- PROBLEM DESCRIPTION -
Every entry in the data below needs to be repeated exactly.

--- SUPPLIED RECORDS Enclosed Below ---

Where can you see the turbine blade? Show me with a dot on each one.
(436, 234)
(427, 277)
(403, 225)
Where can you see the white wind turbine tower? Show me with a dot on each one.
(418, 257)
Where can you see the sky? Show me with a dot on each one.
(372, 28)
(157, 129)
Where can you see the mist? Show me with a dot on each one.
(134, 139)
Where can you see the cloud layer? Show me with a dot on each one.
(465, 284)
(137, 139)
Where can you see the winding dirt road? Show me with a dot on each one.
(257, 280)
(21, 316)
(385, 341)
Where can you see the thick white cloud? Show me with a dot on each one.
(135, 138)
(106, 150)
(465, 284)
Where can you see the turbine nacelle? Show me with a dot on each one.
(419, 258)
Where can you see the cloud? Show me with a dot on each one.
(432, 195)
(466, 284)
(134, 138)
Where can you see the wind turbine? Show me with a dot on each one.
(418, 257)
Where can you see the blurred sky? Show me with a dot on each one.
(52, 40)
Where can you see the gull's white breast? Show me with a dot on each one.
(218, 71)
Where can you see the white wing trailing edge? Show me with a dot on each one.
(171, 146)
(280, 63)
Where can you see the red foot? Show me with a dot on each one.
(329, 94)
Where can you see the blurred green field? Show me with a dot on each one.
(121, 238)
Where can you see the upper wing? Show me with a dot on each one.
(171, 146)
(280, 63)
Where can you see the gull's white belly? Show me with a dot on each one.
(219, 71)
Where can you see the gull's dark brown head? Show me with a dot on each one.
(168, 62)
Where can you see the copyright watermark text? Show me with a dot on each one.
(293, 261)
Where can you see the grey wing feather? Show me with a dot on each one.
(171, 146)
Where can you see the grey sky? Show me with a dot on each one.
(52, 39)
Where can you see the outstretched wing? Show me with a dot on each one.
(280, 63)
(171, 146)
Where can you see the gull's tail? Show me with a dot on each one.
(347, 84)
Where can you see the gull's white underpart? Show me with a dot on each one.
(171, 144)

--- End of Enclosed SUPPLIED RECORDS ---

- ANSWER SECTION -
Where can you see the turbine blade? Show me with a dot on each one.
(436, 234)
(427, 277)
(403, 225)
Where can you see the white wind turbine tower? Show me with a dot on each one.
(418, 257)
Where can you see the sky? Show me with a dot on each one.
(372, 28)
(157, 129)
Where can you see the mist? Show me with a dot on each one.
(134, 139)
Where can you see the cloud layer? Show me with a dot on each one.
(465, 284)
(137, 139)
Where can you see the winding dirt road? Show me with a dot on each one.
(257, 280)
(21, 316)
(385, 341)
Where can you see the thick white cloud? Show me with a dot on each one.
(135, 138)
(106, 150)
(465, 284)
Where can you see the turbine nacelle? Show me with a dot on each one.
(419, 258)
Where can you see the cloud? Show me with a dot on each one.
(432, 195)
(466, 284)
(134, 138)
Where can you see the wind turbine? Show me with a dot on each one.
(418, 257)
Where can you see the blurred sky? Show me with a dot on each one.
(52, 40)
Where can you see the gull's white breast? Show me with a dot on each one.
(218, 71)
Where can you see the white wing trailing edge? Show me with a dot on each one.
(171, 146)
(280, 63)
Where can you see the red foot? Show me with a dot on each one.
(329, 94)
Where can you see the blurred green field? Show me with a dot on each one.
(121, 238)
Where can you see the upper wing? Show me with a dot on each one.
(171, 146)
(280, 63)
Where can you see the gull's white belly? Show me with a dot on each one.
(219, 71)
Where can you see the gull's dark brown head? Show me with a dot on each one.
(168, 62)
Where can you see the copyright watermark text? Show me with a dot on each one.
(293, 261)
Where can you see the grey wing feather? Show me with a dot on each one.
(171, 146)
Where can you see the grey sky? Show me with a dot on each one.
(52, 39)
Where can you see the outstretched wing? Show me with a dot on each one.
(280, 63)
(171, 146)
Where can you see the gull's tail? Show me with a dot on each one.
(347, 84)
Where can you see the gull's white underpart? Show me with a dot on each one.
(171, 144)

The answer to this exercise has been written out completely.